Training is fun?

This past week, several Goochland educators took a week off from their summer break to fire-up their computers for some intensive learning inspired, in part, from music DJs and characters in Alice in Wonderland.


Sponsored by the Digispired II and the CVC grants administered by the Institute for Teaching Through Technology and Innovative Practices of Longwood University, teachers spent a full week learning two free applications designed to teach the basics of computer programming to students, supporting STEM-education across the curriculum.

Scratch – the programming environment from the Massachusetts Institute for Technology – lets kids author multimedia movies and games using drag-and-drop programming blocks. Through the Scratch website, students can share their creations with other students. To date, over 1.7 million projects are available for download, and the site encourages “remixing” of projects by other Scratch-ers, worldwide.

Alice – the programming environment created by Dr. Randy Pausch (who recently passed to pancreatic cancer, and who late in life gained fame with his Last Lecture and Last Lecture book) at Carnegie Mellon University – challenges students to create in three dimensional space. The program, now used at colleges and universities, is often used as the first tier in a computing science program. Like Scratch, Alice can be used to create multimedia movies, games, and interactive experiences.

My appreciation goes out to the following Goochland teachers who took part in this event. Deb Cross, GHS, Leona Barnes, GMS, Jamie-Ellen Spessard, RES, Matt Wilson, GHS, Kim Bachmann, GHS, Rhonda Kass, GMS, Nancy Lewis, GHS, and Liz Kuhns, GHS.

Our aim was to have fun – but we hopefully inspired these teachers to take bold steps this year by introducing the basics of programming to their students. My thanks go out to Dr. Manorama Talaiver from Longwood who enabled us to offer this training in Goochland along with students from Longwood and Powhatan county. Please ask our teachers about their experience this summer and how we can inspire more teachers to use these tools to encourage constructionist learning practices in grades 3-12.

——————

> _Assignment A_: From the article on the teacher programming training, extract the passage starting at "Scratch – the" and ending at "other Scratch-ers, worldwide.".
> _Assignment B_: Based on the article on the teacher programming training, decide whether each statement agrees with it, and support each yes or no with the deciding words of the article quoted exactly: (i) Scratch was created at Carnegie Mellon University. (ii) More than 1.7 million Scratch projects are available for download. (iii) The teachers spent a full week on the training.

——————

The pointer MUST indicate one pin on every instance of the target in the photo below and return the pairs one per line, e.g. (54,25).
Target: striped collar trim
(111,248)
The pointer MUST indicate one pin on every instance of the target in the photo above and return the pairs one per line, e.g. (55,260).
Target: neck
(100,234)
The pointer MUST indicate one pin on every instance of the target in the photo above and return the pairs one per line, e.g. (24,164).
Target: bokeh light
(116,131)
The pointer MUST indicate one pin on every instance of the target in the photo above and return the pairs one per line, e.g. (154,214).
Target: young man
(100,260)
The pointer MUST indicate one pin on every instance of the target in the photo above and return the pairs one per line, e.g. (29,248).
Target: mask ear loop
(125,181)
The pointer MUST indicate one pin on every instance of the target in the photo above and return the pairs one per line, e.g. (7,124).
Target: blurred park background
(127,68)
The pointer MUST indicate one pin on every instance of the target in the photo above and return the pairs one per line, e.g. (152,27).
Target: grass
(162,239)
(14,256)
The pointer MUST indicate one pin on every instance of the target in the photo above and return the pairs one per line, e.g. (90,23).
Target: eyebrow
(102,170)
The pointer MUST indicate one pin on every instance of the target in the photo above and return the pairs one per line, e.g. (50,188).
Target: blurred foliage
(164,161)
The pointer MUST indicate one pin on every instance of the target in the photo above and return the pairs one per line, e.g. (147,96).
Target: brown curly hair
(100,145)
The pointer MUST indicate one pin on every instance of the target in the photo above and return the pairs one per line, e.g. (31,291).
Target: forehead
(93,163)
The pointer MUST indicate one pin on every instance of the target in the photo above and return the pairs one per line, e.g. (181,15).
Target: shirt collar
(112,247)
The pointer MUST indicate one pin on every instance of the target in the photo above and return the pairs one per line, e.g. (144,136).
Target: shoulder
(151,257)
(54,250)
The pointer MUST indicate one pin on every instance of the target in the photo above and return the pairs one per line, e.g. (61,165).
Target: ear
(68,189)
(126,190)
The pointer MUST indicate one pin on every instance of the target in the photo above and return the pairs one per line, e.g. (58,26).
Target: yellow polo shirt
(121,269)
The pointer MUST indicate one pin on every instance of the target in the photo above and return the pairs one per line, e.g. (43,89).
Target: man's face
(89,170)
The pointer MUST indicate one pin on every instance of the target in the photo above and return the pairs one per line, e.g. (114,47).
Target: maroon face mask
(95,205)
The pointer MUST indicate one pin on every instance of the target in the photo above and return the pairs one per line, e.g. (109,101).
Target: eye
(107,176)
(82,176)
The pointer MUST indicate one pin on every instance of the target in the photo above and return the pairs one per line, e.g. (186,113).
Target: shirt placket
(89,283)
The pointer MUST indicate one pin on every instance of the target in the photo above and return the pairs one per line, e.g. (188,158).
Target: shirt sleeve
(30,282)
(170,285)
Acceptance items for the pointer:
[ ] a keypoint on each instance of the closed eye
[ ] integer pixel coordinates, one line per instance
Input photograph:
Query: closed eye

——————

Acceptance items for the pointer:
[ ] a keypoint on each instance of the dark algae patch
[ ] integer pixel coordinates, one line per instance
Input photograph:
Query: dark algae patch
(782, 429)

——————

> _Exercise response A_:
Scratch – the programming environment from the Massachusetts Institute for Technology – lets kids author multimedia movies and games using drag-and-drop programming blocks. Through the Scratch website, students can share their creations with other students. To date, over 1.7 million projects are available for download, and the site encourages “remixing” of projects by other Scratch-ers, worldwide.

> _Exercise response B_:
(i) No: "Scratch – the programming environment from the Massachusetts Institute for Technology"
(ii) Yes: "To date, over 1.7 million projects are available for download"
(iii) Yes: "teachers spent a full week learning two free applications"